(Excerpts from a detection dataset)
------------

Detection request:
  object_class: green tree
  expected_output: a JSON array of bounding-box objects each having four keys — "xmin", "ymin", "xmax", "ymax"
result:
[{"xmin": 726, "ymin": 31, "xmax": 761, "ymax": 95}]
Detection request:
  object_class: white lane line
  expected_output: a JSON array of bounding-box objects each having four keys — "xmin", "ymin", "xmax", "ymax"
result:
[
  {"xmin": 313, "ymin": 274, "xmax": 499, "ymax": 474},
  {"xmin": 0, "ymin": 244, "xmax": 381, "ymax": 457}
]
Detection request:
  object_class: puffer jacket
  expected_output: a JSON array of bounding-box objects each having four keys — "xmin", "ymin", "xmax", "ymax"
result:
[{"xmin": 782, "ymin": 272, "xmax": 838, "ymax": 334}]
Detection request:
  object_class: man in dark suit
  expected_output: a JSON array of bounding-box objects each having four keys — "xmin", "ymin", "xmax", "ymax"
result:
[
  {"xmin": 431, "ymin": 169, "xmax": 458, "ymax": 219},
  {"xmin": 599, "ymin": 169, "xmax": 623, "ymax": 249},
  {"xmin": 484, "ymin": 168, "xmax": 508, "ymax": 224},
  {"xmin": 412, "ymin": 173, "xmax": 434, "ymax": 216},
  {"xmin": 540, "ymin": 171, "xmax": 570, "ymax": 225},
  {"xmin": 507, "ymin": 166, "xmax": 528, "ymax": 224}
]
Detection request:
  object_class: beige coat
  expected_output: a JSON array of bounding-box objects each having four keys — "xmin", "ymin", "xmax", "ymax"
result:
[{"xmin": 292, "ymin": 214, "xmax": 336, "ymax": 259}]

------------

Exercise instructions
Reproduce all of the records above without a single change.

Exercise answer
Detection request:
  object_class: green tree
  expected_output: a JSON array of bounding-box objects each having four keys — "xmin", "ymin", "xmax", "ymax"
result:
[{"xmin": 726, "ymin": 31, "xmax": 761, "ymax": 95}]
Detection request:
  object_class: white lane line
  expected_output: a JSON array of bounding-box objects each having four keys — "xmin", "ymin", "xmax", "ymax"
result:
[
  {"xmin": 313, "ymin": 274, "xmax": 499, "ymax": 474},
  {"xmin": 0, "ymin": 244, "xmax": 381, "ymax": 457}
]
Detection request:
  object_class: puffer jacket
  expected_output: a JSON array of bounding-box objects each having four keys — "xmin", "ymin", "xmax", "ymax"
result:
[{"xmin": 782, "ymin": 272, "xmax": 838, "ymax": 334}]
Detection request:
  object_class: man in dark suit
  expected_output: a JSON array of bounding-box objects each having four keys — "xmin", "ymin", "xmax", "ymax"
result:
[
  {"xmin": 431, "ymin": 169, "xmax": 458, "ymax": 219},
  {"xmin": 599, "ymin": 169, "xmax": 623, "ymax": 249},
  {"xmin": 484, "ymin": 168, "xmax": 508, "ymax": 224},
  {"xmin": 412, "ymin": 173, "xmax": 434, "ymax": 216},
  {"xmin": 540, "ymin": 171, "xmax": 570, "ymax": 225},
  {"xmin": 507, "ymin": 166, "xmax": 528, "ymax": 224}
]
Detection request:
  object_class: beige coat
  expected_output: a JSON array of bounding-box objects each having four keys — "xmin", "ymin", "xmax", "ymax"
result:
[{"xmin": 292, "ymin": 214, "xmax": 336, "ymax": 259}]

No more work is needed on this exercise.